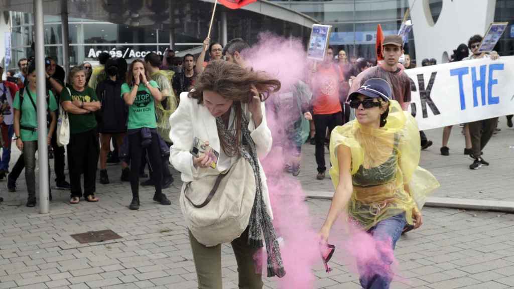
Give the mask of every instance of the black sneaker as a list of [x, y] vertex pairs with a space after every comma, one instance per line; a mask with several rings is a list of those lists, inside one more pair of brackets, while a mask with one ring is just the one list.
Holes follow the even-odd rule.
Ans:
[[424, 144], [423, 146], [421, 146], [421, 149], [426, 150], [427, 149], [430, 147], [430, 146], [432, 146], [433, 143], [432, 142], [431, 140], [427, 140], [427, 142], [425, 143], [425, 144]]
[[171, 201], [168, 200], [166, 195], [161, 193], [160, 194], [155, 194], [154, 195], [154, 201], [157, 202], [161, 205], [171, 205]]
[[109, 176], [107, 174], [107, 170], [100, 170], [100, 183], [104, 185], [109, 183]]
[[482, 168], [482, 162], [480, 161], [480, 158], [475, 158], [473, 161], [473, 164], [469, 165], [470, 170], [478, 170]]
[[144, 182], [141, 182], [141, 185], [143, 187], [147, 187], [148, 186], [154, 186], [155, 184], [154, 183], [154, 181], [151, 178], [149, 178]]
[[450, 155], [450, 149], [448, 147], [441, 147], [441, 154], [443, 155]]
[[173, 183], [173, 177], [170, 176], [170, 177], [167, 178], [166, 179], [162, 181], [162, 188], [168, 189], [170, 187], [170, 186]]
[[130, 182], [130, 169], [125, 168], [121, 170], [121, 182]]
[[482, 163], [482, 166], [485, 166], [486, 167], [489, 166], [489, 162], [486, 161], [482, 157], [480, 157], [480, 162]]
[[131, 210], [139, 210], [139, 197], [133, 197], [132, 202], [131, 202], [130, 205], [128, 205], [128, 208]]
[[58, 190], [64, 190], [66, 191], [69, 191], [71, 187], [69, 185], [69, 183], [65, 180], [62, 182], [60, 182], [56, 184], [56, 189]]

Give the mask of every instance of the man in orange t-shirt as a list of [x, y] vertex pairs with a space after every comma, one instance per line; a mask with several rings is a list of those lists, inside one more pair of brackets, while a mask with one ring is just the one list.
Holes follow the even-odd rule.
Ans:
[[342, 110], [339, 101], [339, 90], [344, 77], [339, 67], [333, 62], [334, 50], [327, 49], [323, 62], [313, 71], [311, 86], [314, 92], [312, 106], [316, 129], [316, 156], [318, 164], [318, 179], [325, 178], [325, 137], [338, 125], [343, 124]]

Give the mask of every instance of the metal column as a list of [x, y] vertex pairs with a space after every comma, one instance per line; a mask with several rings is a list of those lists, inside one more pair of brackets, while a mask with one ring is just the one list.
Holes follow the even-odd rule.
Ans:
[[225, 9], [222, 10], [222, 44], [224, 47], [228, 42], [227, 35], [227, 11]]
[[38, 154], [39, 161], [39, 211], [47, 213], [48, 200], [48, 147], [46, 128], [46, 82], [45, 75], [44, 19], [43, 0], [33, 0], [34, 27], [35, 28], [35, 67], [38, 105]]
[[[170, 2], [170, 11], [169, 11], [169, 17], [170, 17], [170, 49], [173, 49], [173, 37], [174, 36], [175, 32], [175, 20], [173, 19], [173, 11], [175, 11], [175, 5], [173, 5], [174, 2]], [[157, 43], [159, 43], [158, 40], [157, 40]], [[164, 56], [166, 57], [166, 56]]]
[[69, 40], [68, 33], [68, 0], [61, 0], [61, 23], [63, 40], [63, 68], [64, 68], [64, 82], [68, 81], [69, 73]]

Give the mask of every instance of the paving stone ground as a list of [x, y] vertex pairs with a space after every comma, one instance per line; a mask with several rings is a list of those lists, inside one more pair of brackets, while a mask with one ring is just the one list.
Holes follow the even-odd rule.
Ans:
[[[514, 146], [514, 130], [504, 123], [503, 118], [502, 131], [484, 150], [484, 157], [491, 166], [478, 171], [468, 169], [470, 159], [460, 154], [464, 138], [458, 127], [450, 140], [449, 157], [438, 154], [440, 130], [427, 132], [435, 144], [423, 152], [421, 164], [441, 183], [435, 195], [514, 200], [514, 149], [509, 148]], [[14, 148], [11, 164], [19, 153]], [[304, 189], [333, 191], [329, 179], [315, 179], [314, 146], [306, 144], [303, 155], [300, 178]], [[141, 187], [141, 207], [134, 211], [127, 207], [130, 187], [119, 180], [120, 170], [110, 165], [108, 170], [112, 183], [97, 185], [100, 202], [83, 201], [72, 206], [69, 192], [53, 190], [51, 212], [46, 214], [38, 213], [37, 207], [25, 207], [23, 175], [16, 193], [6, 192], [5, 181], [0, 182], [0, 195], [5, 199], [0, 203], [0, 289], [196, 287], [189, 241], [177, 205], [180, 182], [165, 190], [172, 203], [168, 206], [154, 203], [153, 190]], [[319, 228], [330, 202], [306, 203], [312, 226]], [[423, 227], [402, 236], [397, 244], [399, 276], [391, 288], [514, 287], [514, 214], [434, 208], [424, 208], [423, 213]], [[70, 237], [107, 229], [123, 238], [81, 244]], [[335, 231], [331, 238], [343, 235]], [[224, 288], [237, 288], [230, 246], [224, 245], [222, 254]], [[360, 288], [358, 275], [344, 261], [346, 255], [340, 248], [336, 250], [329, 274], [321, 262], [315, 267], [313, 287]], [[276, 279], [265, 280], [266, 288], [279, 287]]]

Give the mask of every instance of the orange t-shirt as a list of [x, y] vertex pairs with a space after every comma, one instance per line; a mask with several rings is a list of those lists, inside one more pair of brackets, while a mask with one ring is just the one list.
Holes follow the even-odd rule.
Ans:
[[342, 111], [339, 100], [339, 88], [344, 81], [343, 73], [337, 65], [318, 66], [314, 82], [314, 114], [332, 114]]

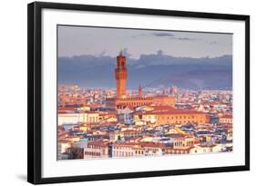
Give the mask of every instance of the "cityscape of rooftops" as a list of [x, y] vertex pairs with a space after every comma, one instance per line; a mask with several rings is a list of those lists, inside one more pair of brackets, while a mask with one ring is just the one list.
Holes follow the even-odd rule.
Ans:
[[224, 34], [58, 26], [57, 160], [232, 152], [231, 44]]

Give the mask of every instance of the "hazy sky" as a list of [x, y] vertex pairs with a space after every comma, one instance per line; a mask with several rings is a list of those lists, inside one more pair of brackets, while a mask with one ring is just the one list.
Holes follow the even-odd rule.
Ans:
[[159, 50], [177, 57], [216, 57], [232, 54], [232, 34], [58, 26], [58, 56], [117, 56], [124, 48], [131, 58]]

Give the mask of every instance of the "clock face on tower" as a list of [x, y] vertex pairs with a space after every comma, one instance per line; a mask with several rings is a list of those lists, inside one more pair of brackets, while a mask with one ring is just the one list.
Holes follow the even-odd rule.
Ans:
[[128, 71], [126, 68], [126, 57], [122, 54], [117, 56], [117, 68], [116, 68], [116, 80], [117, 80], [117, 99], [123, 99], [127, 97], [127, 77]]

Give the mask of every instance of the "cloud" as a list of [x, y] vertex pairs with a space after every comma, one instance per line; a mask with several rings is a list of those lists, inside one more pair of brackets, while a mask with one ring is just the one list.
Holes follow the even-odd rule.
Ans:
[[217, 44], [217, 42], [216, 41], [212, 41], [212, 42], [209, 42], [209, 44]]
[[153, 35], [155, 36], [159, 36], [159, 37], [173, 37], [175, 36], [171, 33], [152, 33]]

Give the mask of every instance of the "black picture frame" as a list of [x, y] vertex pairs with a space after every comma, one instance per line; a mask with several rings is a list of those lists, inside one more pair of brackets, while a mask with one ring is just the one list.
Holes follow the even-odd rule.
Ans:
[[[42, 9], [61, 9], [117, 14], [154, 15], [178, 17], [196, 17], [225, 20], [239, 20], [245, 23], [245, 164], [240, 166], [210, 167], [176, 171], [156, 171], [115, 174], [77, 175], [67, 177], [42, 178], [42, 73], [41, 73], [41, 17]], [[69, 181], [88, 181], [113, 179], [129, 179], [180, 174], [199, 174], [250, 170], [250, 16], [241, 15], [210, 14], [199, 12], [142, 9], [131, 7], [100, 6], [74, 4], [35, 2], [27, 6], [27, 181], [34, 184]]]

= = = = =

Challenge: Copy out word for word every line from the very beginning through the line containing "143], [425, 144]]", both included. Leave out any pictures.

Solution to this task:
Give the mask of every instance of the black sneaker as a list of [x, y] vertex pairs with a space after every comma, one instance per line; a mask with several rings is a list of those lists, inside one more pair of brackets, while a mask with one ring is just the one list.
Holes follow the even-odd rule.
Ans:
[[424, 144], [423, 146], [421, 146], [421, 149], [426, 150], [427, 149], [430, 147], [430, 146], [432, 146], [433, 143], [432, 142], [431, 140], [427, 140], [427, 142], [425, 143], [425, 144]]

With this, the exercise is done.